WHAT IS NEEDED> Return every line of the data below unchanged, from first to last.

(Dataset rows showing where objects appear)
◆ ◆ ◆ ◆
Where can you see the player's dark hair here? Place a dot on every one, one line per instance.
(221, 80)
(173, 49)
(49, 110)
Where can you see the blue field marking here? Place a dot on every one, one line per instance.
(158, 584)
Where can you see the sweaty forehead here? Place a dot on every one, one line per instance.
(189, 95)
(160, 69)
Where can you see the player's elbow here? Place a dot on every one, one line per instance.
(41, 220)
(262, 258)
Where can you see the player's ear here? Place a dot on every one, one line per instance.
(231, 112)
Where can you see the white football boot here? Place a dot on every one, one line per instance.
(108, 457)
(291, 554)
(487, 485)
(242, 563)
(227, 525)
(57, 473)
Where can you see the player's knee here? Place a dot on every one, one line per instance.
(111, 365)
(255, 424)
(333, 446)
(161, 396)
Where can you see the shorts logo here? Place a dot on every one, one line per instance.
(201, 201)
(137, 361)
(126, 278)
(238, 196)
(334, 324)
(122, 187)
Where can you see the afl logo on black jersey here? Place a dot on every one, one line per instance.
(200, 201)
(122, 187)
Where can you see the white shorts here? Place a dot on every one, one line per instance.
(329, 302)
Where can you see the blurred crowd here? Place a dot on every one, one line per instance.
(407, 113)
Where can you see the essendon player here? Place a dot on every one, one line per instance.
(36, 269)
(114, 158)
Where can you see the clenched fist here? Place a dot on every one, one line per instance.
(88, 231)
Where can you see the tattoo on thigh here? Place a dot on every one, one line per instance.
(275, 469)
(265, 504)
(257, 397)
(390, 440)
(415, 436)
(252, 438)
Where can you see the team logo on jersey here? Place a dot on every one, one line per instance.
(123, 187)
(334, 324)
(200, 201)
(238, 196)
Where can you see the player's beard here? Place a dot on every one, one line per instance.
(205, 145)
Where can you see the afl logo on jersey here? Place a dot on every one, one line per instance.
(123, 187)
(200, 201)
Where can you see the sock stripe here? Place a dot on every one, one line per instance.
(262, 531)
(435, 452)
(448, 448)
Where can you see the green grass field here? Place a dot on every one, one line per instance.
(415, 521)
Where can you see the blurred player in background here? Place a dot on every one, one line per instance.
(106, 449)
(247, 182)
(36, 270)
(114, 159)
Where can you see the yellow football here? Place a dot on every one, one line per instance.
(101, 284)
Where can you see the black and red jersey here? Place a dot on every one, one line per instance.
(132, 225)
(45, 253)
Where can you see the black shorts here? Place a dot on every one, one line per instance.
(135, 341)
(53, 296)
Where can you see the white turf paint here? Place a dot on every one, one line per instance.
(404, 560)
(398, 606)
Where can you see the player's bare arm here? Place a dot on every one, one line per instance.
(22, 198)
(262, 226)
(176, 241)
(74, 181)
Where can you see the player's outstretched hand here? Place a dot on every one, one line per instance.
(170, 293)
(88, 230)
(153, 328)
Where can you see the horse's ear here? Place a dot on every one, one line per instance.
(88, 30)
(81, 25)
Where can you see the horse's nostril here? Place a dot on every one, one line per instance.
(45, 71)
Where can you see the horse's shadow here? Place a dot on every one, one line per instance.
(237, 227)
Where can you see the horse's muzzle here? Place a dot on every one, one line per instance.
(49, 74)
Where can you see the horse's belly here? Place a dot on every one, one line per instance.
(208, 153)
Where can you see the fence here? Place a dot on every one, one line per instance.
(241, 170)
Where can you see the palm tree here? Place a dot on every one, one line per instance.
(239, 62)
◆ ◆ ◆ ◆
RESULT OF THIS TASK>
Where can you see the player's dark hair here? Place a dot on every one, one line per instance.
(221, 80)
(173, 49)
(49, 110)
Where can you see the blue field marking here? Place a dot on every one, one line per instance.
(158, 584)
Where can you see the sweaty forehead here? Place a dot on every one, one line per instance.
(189, 95)
(160, 69)
Where can you see the player's elbow here? Place a dot on every one, one line per instance.
(41, 220)
(262, 258)
Where can you see the player's ear here? Place a dot on every one, one line per instance.
(231, 112)
Where can you see the white football boot here? Place a dot on every one, one line per instance.
(108, 457)
(291, 554)
(487, 485)
(242, 563)
(227, 525)
(57, 473)
Where can you see the player's knee here? Place a dot on every one, one line per instance.
(111, 365)
(255, 424)
(333, 446)
(161, 396)
Where can you see the shorts logo here? Place a dot on every one, one line per instance.
(201, 201)
(137, 361)
(126, 278)
(238, 196)
(334, 324)
(122, 187)
Where can you see the afl logo on black jersey here? Place a dot on every one, one line per instance.
(200, 201)
(122, 187)
Where can you see the white shorts here? Place a dot on every one, one line per instance.
(329, 302)
Where can you see the blurred crowd here? Place a dot on every one, one line per instance.
(407, 113)
Where can you see the essendon player here? Place a dot on every one, one line per instance.
(36, 269)
(114, 158)
Where can you see the clenched fist here? Place a dot on every one, one line per instance.
(88, 231)
Where can you see the tattoo on thigh here? Place a dot on every one, one line per instance.
(275, 469)
(265, 504)
(257, 397)
(390, 440)
(415, 436)
(252, 438)
Where can you see the team logo on jersey here? Place a dot on every one, one line per instance.
(123, 187)
(334, 324)
(200, 201)
(238, 196)
Where can you see the player's beard here? Place a dot on every one, one line per instance.
(205, 145)
Where can you see the afl logo on jersey here? Place a dot on every one, one line per instance.
(123, 187)
(200, 201)
Where can you see the sock stripe here? Place a dot on every one, one line per instance.
(262, 531)
(435, 452)
(448, 448)
Where can you see the green grass field here? Place a dot on every one, one line per instance.
(415, 521)
Where can you see the blurred player in background here? Place a dot on every one, one line per instance.
(106, 449)
(247, 182)
(36, 270)
(114, 159)
Where can you see the yellow football here? Place a dot on every one, one line per instance.
(101, 284)
Where can you see the black and red jersey here? Place a dot on every one, one line per instance.
(132, 225)
(45, 253)
Where can you see the black shorts here? Place a dot on every one, one line per instance.
(135, 341)
(53, 296)
Where can you see the white turf paint here? Place a dot on every one, one line per instance.
(404, 560)
(398, 606)
Where can you see the player's bare arm here? Place a dot on every one, one line per instance.
(22, 198)
(262, 226)
(176, 241)
(74, 181)
Where can you see the player's outstretched hand here? Place a dot on every one, one line per instance.
(170, 293)
(88, 230)
(153, 328)
Where can you see the horse's ear here? Place a dot on every one, one line per instance.
(88, 30)
(81, 25)
Where can you see the horse's nostril here? Place a dot on every one, one line per instance.
(45, 71)
Where can you see the horse's shadow here? Place a dot on every one, one line per instance.
(237, 227)
Where can you see the horse's muzzle here? Place a dot on every one, one line per instance.
(49, 74)
Where can you see the horse's belly here? Place a dot on every one, one line per instance.
(208, 153)
Where can you see the fence here? Place a dot on every one, one line per instance.
(241, 170)
Where can you see the palm tree here? Place a dot on every one, one line per instance.
(239, 62)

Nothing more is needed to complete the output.